**What needs to be done:** Please make an exact transcription of all the data that follows.

**Records provided:**
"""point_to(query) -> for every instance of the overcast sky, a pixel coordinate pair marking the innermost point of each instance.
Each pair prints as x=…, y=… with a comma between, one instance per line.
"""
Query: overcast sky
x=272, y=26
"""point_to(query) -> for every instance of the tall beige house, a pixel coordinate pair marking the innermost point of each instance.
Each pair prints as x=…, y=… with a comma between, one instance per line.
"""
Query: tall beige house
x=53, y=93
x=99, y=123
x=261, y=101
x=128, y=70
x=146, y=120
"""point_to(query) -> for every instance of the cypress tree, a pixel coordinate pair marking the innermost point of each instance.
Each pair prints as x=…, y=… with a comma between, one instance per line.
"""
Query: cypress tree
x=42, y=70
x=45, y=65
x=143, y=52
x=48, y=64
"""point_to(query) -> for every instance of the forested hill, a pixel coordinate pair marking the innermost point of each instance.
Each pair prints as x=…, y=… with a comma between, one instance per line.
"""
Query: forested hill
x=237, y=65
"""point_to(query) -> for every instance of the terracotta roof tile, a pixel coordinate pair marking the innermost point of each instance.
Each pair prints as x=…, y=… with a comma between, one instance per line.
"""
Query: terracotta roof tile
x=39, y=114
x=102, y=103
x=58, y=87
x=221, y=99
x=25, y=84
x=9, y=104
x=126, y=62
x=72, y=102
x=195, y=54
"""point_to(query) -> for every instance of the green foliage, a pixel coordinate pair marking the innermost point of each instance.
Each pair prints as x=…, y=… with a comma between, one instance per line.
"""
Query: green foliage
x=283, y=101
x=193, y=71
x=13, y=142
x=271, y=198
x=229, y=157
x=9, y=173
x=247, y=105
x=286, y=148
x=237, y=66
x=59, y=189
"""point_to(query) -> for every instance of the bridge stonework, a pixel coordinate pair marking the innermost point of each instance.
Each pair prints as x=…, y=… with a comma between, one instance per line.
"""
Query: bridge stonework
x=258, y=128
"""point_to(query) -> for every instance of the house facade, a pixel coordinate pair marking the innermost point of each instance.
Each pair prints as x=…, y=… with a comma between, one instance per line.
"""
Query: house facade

**Exercise solution:**
"""point_to(query) -> for every instance of the overcast sky, a pixel coordinate pair marking the innermost point of each instance.
Each pair prints as x=…, y=… with a comma between, one instance per line.
"""
Query: overcast sky
x=272, y=26
"""point_to(query) -> for every instance of the tall beige house, a pixel coordinate pair marking the innermost point of each instance.
Each pair prints as x=…, y=… with a comma between, one instance per line.
"""
Query: tall beige house
x=53, y=93
x=99, y=123
x=261, y=101
x=128, y=70
x=146, y=120
"""point_to(query) -> for every instance of the cypress tree, a pixel coordinate pair marking the innermost point of each instance.
Each pair prints as x=…, y=… with a comma between, one instance per line.
"""
Query: cypress tree
x=42, y=70
x=45, y=65
x=143, y=52
x=48, y=64
"""point_to(query) -> for every instance of the forested hill, a pixel coordinate pair marking the innermost point of each instance.
Each pair prints as x=…, y=… with a comma between, one instance per line.
"""
Query: forested hill
x=237, y=65
"""point_to(query) -> for every instance of the terracotta roof tile, a pixel coordinate pair marking the innermost point of each instance.
Each pair prints as x=…, y=… with a comma between, one instance per line.
"""
Query: terracotta roof tile
x=39, y=114
x=102, y=103
x=58, y=87
x=221, y=99
x=25, y=84
x=9, y=104
x=126, y=62
x=72, y=102
x=195, y=54
"""point_to(query) -> for every instance of the green foliage, a pixel coordinate pair marking the innermost point of each instance.
Each pair prints as x=…, y=… with a comma between, one instance per line.
"""
Query: green foliage
x=283, y=101
x=193, y=71
x=13, y=142
x=271, y=198
x=229, y=157
x=9, y=173
x=247, y=105
x=286, y=148
x=237, y=66
x=59, y=189
"""point_to(query) -> for every instance of the bridge stonework, a pixel coordinate pair marking the innermost point of each instance.
Each pair prints as x=…, y=… with a comma between, one instance per line.
"""
Query: bridge stonework
x=258, y=128
"""point_to(query) -> for every instance of the house facade, a pixel coordinate pair marking the innermost point of each instance.
Each pair prints as x=…, y=… with a comma between, one instance per line.
"""
Query: house facade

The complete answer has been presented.